Copy out, word for word, every line of the entries from the line that contains "Can you find the side" through the last line of the entries, including both of those lines.

* Begin Dataset excerpts *

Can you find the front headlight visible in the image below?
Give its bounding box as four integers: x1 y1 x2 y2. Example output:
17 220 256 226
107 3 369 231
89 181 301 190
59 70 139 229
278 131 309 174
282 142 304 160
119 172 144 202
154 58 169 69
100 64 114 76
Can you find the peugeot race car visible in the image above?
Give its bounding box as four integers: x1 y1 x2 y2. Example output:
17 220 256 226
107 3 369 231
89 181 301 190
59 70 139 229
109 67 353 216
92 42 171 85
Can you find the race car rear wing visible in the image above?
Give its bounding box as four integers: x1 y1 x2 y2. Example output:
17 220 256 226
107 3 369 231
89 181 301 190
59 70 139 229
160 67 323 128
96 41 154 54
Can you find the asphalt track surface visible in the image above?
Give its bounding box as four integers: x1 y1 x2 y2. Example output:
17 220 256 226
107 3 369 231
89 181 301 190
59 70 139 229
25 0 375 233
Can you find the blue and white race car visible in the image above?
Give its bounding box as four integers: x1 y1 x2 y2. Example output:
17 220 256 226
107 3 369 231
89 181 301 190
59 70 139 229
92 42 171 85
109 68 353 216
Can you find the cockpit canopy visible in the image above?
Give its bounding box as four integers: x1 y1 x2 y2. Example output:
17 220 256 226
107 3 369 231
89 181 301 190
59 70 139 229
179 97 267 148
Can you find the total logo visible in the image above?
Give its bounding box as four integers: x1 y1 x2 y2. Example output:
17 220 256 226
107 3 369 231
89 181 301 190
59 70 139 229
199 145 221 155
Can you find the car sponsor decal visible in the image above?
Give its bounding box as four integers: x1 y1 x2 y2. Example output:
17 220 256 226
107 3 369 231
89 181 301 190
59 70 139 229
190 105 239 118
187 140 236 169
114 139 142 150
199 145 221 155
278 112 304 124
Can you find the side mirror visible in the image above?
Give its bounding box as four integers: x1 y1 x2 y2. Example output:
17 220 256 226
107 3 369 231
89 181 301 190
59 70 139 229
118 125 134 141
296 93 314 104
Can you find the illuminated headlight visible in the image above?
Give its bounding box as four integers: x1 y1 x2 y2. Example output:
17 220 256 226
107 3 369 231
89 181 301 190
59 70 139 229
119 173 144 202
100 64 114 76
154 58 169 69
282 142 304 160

* End Dataset excerpts *

→ Problem solution:
Can you find the side mirror visible in the image above?
Give its bounding box as four integers: x1 y1 x2 y2. Example output:
17 220 256 226
107 3 369 231
89 181 301 190
59 70 139 229
118 125 134 141
296 93 314 104
Can you find the illuminated headlight visible in the image above?
Give its bounding box as four integers: x1 y1 x2 y2. Example output:
17 220 256 226
107 3 369 231
89 181 301 190
59 70 139 229
119 173 144 202
100 64 114 76
154 58 169 69
282 142 304 160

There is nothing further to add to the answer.